__Aim 1__: Change every "seaweed farming net" in the listing below to "mussel farming rope" and write the listing out again with nothing else altered. Please leave the pictures out.

Sonntag, 18. Januar 2009

The Implications of Risk Myopia and Misperception

Human risk perception and behaviour have been
scrutinized by economists, psychologists and
neuroscientists in recent years. As a more recent
interdisciplinary subject, behavioural economics is still
developing and its policy implications are only beginning
to be understood. However, basic elements are coming
more clearly into focus. Risk perception is one such
element. When faced with risks, humans often respond
in ways that are deeply rooted in their physiological and
neurological make-up. Fear, doubt, fight or flight are all
emotions and responses that limit our capacity for
rational decision-making. Fear of loss is an example of
one type of risk behaviour. In many different experiments,
research has found that people exhibit loss aversion by
avoiding short-term expenditures, even though they
could actually result in significant long-term gains. More
specifically, people often miss an opportunity to mitigate
risks by not acting with a long-term perspective and by
not taking interdependencies into account

An example from disaster mitigation:
Disaster preparedness and response planning is a good
example of how people fail to take sufficient action even
though they know they are exposed to a serious risk.

__Dataset__:
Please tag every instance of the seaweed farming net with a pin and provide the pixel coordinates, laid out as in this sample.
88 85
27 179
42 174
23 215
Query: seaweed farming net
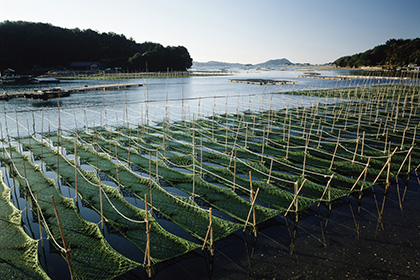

__Aim 2__: Transcribe the risk perception text starting at "An example from" and ending at "a serious risk.".

__Task answer 1__:
Please tag every instance of the mussel farming rope with a pin and provide the pixel coordinates, laid out as in this sample.
88 85
27 179
42 174
23 215
Query: mussel farming rope

__Task answer 2__:
An example from disaster mitigation:
Disaster preparedness and response planning is a good
example of how people fail to take sufficient action even
though they know they are exposed to a serious risk.